═════ ROWS ═════
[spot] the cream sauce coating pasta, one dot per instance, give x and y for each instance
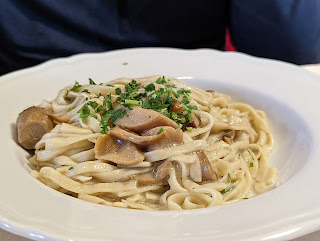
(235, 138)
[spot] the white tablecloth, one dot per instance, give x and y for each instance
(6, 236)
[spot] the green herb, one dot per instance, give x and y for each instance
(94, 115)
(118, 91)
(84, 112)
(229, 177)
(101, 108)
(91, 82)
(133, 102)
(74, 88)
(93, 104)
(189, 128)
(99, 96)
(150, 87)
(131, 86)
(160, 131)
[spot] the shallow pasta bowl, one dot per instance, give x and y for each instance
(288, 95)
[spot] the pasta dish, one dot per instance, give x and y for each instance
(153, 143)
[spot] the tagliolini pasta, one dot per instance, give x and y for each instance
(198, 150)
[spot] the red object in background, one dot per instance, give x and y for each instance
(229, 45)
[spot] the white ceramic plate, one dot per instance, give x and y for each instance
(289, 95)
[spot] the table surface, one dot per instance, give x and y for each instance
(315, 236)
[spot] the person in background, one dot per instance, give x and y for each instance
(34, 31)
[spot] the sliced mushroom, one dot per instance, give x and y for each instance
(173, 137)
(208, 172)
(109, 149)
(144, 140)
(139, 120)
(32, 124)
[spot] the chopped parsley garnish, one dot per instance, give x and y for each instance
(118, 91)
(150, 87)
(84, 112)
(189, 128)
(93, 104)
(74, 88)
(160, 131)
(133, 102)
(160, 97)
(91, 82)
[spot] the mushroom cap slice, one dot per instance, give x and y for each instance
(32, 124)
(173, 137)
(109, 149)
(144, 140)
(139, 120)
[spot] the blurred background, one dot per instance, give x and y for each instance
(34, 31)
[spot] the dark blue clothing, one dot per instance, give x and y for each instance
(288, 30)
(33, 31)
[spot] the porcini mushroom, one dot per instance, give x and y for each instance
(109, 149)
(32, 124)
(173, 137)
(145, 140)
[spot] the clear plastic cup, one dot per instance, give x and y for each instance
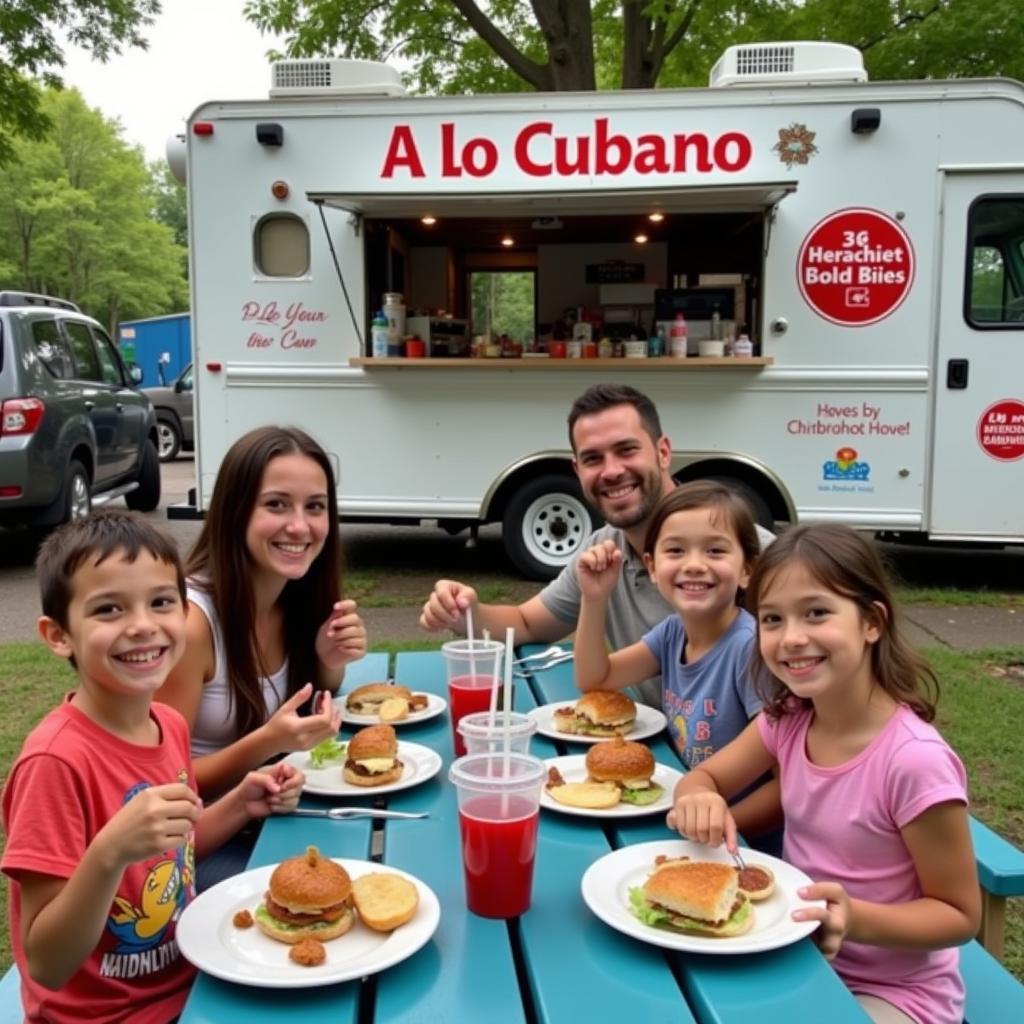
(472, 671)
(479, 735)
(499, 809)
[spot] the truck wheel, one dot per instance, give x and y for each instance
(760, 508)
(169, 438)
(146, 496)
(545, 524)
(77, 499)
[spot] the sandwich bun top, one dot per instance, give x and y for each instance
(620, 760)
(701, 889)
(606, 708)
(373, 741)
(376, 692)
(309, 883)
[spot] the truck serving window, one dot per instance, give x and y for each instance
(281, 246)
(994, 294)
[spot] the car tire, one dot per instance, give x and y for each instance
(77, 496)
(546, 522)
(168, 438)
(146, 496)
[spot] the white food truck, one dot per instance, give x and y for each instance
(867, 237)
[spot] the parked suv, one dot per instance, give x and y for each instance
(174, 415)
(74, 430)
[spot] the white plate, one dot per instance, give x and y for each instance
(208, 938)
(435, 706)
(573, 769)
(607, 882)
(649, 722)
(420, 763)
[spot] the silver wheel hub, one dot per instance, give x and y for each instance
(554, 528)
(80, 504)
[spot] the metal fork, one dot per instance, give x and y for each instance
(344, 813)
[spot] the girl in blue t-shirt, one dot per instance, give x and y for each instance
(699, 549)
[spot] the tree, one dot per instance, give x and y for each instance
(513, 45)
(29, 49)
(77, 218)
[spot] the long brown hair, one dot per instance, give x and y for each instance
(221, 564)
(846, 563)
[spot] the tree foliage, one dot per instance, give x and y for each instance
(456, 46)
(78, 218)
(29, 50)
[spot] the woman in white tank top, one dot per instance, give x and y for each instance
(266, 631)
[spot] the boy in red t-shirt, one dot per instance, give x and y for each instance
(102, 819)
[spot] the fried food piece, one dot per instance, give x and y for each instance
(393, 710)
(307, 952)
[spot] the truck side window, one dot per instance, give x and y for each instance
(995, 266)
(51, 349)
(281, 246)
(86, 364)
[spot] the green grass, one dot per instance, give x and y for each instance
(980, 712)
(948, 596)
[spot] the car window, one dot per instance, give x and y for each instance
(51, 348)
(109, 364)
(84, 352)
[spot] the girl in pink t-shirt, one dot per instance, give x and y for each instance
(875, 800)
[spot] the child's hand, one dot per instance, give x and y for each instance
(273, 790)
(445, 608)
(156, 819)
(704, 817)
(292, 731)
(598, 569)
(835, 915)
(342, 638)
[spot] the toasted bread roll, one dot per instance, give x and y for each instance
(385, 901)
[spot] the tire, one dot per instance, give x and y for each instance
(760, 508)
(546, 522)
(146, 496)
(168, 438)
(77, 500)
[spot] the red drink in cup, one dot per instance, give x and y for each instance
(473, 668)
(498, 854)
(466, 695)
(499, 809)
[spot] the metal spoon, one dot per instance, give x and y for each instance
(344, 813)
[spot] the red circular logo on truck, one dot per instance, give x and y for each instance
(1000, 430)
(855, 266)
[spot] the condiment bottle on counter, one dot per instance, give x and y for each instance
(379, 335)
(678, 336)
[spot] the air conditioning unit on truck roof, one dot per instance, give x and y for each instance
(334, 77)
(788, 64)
═════
═════ ROWS ═════
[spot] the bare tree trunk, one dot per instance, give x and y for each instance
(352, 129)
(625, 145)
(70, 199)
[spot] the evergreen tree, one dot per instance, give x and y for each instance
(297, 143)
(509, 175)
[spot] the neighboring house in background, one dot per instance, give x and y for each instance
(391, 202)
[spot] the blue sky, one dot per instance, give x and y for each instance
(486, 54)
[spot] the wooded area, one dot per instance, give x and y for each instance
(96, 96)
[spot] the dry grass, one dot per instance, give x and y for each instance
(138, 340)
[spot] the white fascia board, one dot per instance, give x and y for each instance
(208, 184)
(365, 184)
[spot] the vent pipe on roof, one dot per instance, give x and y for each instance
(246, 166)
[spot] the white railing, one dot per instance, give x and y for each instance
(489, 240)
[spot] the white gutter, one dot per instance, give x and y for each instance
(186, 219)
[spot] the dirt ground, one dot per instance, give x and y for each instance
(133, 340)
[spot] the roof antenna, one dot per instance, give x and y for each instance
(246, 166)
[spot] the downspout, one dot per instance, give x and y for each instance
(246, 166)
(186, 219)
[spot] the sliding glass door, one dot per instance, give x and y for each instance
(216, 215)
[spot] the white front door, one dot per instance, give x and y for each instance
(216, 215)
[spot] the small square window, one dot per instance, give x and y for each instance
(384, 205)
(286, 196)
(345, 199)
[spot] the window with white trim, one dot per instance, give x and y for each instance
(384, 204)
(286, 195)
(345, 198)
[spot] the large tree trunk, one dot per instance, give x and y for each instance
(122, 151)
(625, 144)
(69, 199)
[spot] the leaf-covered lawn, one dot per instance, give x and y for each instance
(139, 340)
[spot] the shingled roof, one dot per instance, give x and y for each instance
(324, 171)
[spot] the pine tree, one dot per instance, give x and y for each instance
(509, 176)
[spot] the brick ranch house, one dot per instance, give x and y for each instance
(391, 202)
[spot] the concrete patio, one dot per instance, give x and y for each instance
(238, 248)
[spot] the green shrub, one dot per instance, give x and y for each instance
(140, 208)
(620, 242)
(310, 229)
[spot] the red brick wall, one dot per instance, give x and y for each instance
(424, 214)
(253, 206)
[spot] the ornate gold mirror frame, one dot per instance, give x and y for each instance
═════
═════ ROWS ═════
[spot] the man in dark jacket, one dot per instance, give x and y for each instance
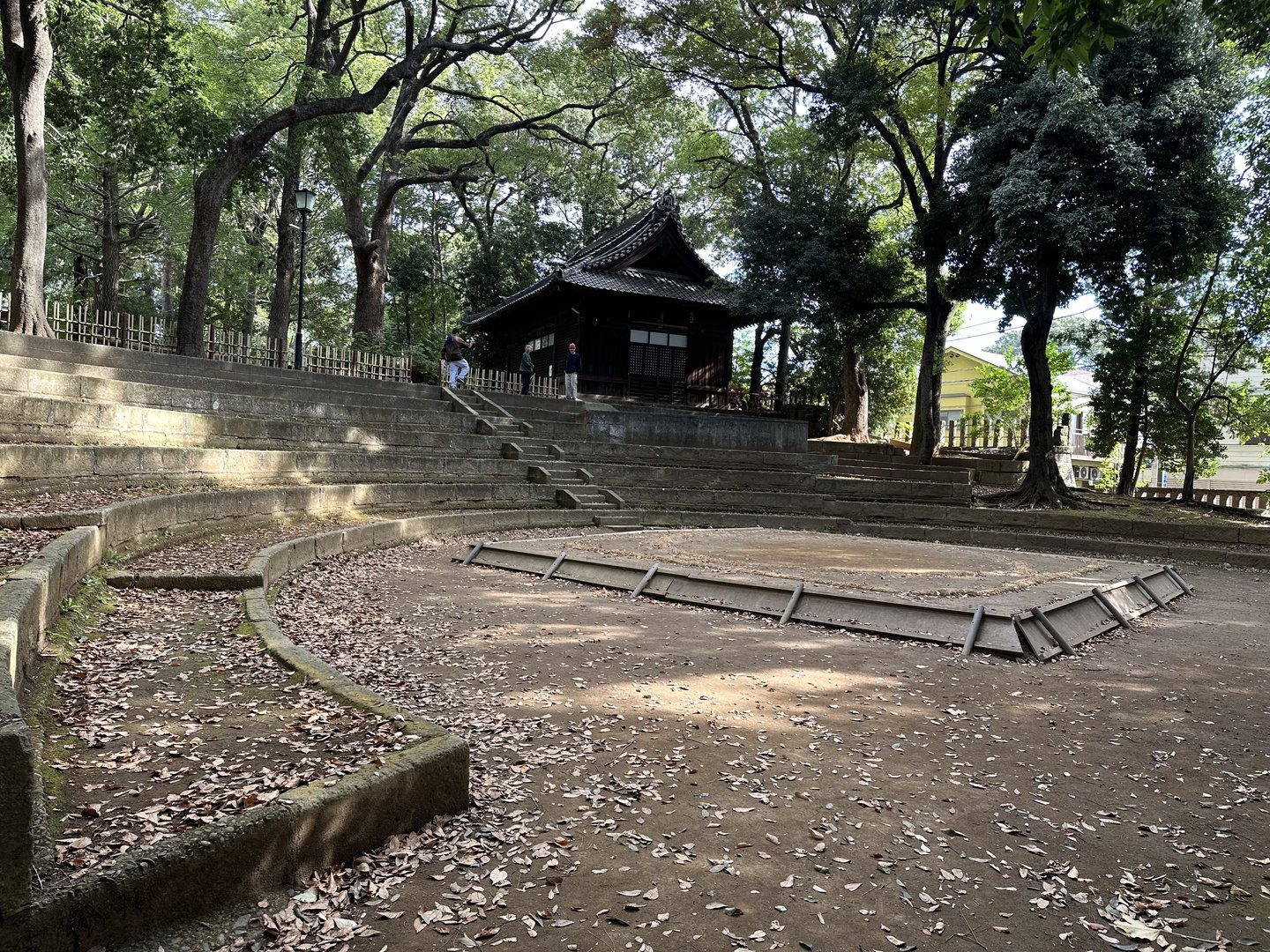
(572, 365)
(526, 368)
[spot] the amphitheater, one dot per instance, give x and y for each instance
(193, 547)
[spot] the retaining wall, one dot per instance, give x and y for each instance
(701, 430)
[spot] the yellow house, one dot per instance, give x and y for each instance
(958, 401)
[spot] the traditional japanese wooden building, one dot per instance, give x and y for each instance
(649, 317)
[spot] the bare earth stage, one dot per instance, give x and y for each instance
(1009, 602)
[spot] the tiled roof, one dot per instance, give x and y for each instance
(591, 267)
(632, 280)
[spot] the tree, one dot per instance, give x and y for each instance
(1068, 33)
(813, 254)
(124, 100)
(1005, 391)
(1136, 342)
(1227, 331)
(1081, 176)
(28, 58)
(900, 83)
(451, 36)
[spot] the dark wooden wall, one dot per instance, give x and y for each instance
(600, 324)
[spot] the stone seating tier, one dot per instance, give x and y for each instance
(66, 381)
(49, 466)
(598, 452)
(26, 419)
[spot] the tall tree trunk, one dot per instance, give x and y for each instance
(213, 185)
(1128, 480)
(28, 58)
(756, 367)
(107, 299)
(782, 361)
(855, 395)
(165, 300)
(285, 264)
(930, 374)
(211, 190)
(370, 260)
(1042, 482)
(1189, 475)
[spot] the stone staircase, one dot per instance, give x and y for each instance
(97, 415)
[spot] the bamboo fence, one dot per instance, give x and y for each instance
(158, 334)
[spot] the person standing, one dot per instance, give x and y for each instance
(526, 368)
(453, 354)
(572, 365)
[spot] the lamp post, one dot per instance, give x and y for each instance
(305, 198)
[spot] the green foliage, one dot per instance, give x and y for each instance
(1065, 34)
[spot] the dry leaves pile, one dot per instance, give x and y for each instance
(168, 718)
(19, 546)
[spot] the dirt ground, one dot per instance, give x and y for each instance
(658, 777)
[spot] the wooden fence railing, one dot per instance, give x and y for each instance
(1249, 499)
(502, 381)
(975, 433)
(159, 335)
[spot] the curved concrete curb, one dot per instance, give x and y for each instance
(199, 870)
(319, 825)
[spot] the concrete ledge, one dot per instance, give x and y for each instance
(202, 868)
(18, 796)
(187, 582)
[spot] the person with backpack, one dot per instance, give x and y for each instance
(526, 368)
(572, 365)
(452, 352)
═════
TASK TO CARRY OUT =
Please rewrite the data starting at the line that contains "[spot] the red brick" and ending at the line that contains "[spot] the ornate", both lines included, keeping every line unchanged except that each x and y coordinate is offset by 150. Give only those lines.

REPLY TO THE EXERCISE =
[spot] the red brick wall, one dot per instance, give x and y for each instance
(574, 364)
(403, 356)
[spot] the ornate gold mirror frame, one dot per instance, give x and y for each instance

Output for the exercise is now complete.